--- Pointing dataset excerpts ---
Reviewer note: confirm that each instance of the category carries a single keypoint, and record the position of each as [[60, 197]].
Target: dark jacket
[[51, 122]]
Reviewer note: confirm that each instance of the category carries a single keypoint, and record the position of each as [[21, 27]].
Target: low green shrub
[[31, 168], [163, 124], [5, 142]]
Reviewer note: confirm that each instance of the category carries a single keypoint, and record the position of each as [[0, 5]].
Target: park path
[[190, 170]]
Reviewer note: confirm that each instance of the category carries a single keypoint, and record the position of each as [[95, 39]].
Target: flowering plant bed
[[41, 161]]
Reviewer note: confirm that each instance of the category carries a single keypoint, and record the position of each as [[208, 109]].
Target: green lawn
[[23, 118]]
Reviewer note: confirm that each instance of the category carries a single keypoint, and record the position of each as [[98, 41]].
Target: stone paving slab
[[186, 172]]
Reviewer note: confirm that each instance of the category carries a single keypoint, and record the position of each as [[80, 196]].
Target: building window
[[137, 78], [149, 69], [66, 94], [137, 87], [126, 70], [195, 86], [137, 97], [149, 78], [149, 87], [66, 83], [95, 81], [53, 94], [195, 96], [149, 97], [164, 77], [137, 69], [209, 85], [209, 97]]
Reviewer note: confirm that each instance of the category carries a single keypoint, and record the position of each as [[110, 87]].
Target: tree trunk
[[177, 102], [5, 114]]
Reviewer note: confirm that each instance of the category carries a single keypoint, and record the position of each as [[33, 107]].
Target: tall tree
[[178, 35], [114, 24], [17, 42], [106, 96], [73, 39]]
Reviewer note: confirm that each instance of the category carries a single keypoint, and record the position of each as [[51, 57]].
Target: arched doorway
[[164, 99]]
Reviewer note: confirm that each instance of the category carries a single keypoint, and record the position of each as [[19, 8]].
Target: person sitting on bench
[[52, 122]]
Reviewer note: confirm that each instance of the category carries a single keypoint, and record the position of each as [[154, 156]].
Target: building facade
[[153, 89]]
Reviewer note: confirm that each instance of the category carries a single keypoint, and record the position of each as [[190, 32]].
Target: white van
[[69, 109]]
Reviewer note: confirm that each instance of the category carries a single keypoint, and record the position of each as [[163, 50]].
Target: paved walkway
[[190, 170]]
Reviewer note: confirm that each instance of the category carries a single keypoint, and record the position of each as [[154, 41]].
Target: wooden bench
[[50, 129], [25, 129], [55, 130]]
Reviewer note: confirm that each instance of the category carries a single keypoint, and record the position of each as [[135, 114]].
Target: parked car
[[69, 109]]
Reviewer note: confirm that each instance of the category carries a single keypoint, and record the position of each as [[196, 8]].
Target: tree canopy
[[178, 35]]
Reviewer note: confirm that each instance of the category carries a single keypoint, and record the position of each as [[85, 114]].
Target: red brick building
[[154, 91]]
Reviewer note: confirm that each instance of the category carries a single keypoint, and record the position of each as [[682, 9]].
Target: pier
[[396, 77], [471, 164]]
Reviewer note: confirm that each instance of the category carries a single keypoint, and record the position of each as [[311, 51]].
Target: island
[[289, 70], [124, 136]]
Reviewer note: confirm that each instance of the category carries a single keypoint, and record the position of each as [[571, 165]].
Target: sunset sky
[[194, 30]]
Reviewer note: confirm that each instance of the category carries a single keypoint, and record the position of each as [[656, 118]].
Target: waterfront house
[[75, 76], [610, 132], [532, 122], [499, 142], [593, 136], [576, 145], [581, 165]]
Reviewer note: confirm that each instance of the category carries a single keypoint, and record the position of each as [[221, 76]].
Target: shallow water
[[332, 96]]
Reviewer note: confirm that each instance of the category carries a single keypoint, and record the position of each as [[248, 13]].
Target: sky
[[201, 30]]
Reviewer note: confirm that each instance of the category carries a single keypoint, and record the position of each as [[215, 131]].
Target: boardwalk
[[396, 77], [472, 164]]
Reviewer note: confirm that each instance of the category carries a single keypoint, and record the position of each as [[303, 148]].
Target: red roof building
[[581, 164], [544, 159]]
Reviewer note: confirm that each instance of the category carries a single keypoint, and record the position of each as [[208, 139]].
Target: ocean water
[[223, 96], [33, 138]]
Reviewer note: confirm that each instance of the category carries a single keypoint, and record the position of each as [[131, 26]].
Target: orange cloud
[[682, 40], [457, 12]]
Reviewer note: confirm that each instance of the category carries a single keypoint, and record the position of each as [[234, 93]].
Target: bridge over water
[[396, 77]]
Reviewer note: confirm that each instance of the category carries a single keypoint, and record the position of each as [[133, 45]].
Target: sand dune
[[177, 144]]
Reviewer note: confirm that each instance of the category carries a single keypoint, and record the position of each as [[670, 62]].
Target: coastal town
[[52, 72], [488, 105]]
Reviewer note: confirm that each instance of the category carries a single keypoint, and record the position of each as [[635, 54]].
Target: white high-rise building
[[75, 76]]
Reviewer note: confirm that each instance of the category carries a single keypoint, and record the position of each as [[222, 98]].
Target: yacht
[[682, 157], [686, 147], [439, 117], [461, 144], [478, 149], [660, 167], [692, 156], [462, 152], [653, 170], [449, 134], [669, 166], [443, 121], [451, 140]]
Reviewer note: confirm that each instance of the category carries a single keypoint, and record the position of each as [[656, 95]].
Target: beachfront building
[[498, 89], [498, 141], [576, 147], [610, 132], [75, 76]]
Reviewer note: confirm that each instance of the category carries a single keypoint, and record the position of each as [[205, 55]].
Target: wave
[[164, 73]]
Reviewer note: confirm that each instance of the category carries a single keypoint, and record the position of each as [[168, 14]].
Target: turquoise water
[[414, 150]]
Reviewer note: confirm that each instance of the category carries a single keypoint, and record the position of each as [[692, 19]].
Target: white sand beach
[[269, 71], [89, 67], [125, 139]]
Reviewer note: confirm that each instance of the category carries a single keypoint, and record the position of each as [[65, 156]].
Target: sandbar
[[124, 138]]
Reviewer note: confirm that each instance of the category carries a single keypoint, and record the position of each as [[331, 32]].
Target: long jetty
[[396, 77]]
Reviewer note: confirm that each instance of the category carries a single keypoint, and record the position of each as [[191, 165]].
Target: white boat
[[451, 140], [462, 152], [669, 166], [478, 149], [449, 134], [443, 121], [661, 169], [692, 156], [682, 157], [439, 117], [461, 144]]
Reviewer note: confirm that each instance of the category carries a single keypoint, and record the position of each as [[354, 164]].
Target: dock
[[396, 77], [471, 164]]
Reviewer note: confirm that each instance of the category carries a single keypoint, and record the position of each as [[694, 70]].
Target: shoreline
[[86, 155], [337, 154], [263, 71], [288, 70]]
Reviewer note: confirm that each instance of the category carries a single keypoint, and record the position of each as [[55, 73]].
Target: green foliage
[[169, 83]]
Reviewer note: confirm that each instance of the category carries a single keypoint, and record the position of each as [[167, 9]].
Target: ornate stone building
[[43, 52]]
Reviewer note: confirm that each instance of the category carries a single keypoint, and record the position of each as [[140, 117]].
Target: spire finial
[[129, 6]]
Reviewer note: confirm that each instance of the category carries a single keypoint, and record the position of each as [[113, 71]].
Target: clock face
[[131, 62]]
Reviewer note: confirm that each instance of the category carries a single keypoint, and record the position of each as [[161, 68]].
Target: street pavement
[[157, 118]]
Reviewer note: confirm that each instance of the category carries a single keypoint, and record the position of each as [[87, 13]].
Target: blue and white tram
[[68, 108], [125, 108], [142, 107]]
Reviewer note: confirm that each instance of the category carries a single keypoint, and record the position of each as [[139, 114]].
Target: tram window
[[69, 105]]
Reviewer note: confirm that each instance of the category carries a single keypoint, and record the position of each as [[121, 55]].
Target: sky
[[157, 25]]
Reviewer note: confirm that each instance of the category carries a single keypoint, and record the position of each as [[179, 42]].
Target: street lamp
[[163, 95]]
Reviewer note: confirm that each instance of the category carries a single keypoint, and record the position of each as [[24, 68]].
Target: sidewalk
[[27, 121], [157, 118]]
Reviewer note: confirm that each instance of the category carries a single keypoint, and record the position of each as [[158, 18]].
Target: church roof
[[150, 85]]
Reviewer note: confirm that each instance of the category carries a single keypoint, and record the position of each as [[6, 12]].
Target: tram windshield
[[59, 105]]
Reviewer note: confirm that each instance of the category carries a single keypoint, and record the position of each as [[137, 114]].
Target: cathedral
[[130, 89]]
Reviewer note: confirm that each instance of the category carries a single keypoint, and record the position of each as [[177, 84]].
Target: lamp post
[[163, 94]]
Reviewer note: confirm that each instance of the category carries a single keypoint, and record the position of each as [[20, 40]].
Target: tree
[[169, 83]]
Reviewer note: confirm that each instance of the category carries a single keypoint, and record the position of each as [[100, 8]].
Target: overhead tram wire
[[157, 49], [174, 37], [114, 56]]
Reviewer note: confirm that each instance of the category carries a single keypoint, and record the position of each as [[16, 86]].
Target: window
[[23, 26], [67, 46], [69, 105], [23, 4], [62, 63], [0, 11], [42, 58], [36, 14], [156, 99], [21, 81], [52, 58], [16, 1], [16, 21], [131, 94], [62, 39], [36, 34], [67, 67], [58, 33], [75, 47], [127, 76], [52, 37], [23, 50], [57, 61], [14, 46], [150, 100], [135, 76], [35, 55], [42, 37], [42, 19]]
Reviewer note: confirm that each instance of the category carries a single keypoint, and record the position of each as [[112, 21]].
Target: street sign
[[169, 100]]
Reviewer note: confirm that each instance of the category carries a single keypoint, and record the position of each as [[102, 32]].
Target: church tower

--- What you have to do ---
Extract the lines of the data verbatim, beginning with the line that contains "as [[21, 27]]." and ending with the line that contains "[[31, 168], [163, 124], [5, 142]]", both lines included.

--- The response ---
Reviewer note: confirm that each instance of the category carries a single keypoint, and record the position of each as [[21, 27]].
Target: low green shrub
[[31, 168], [163, 124], [5, 142]]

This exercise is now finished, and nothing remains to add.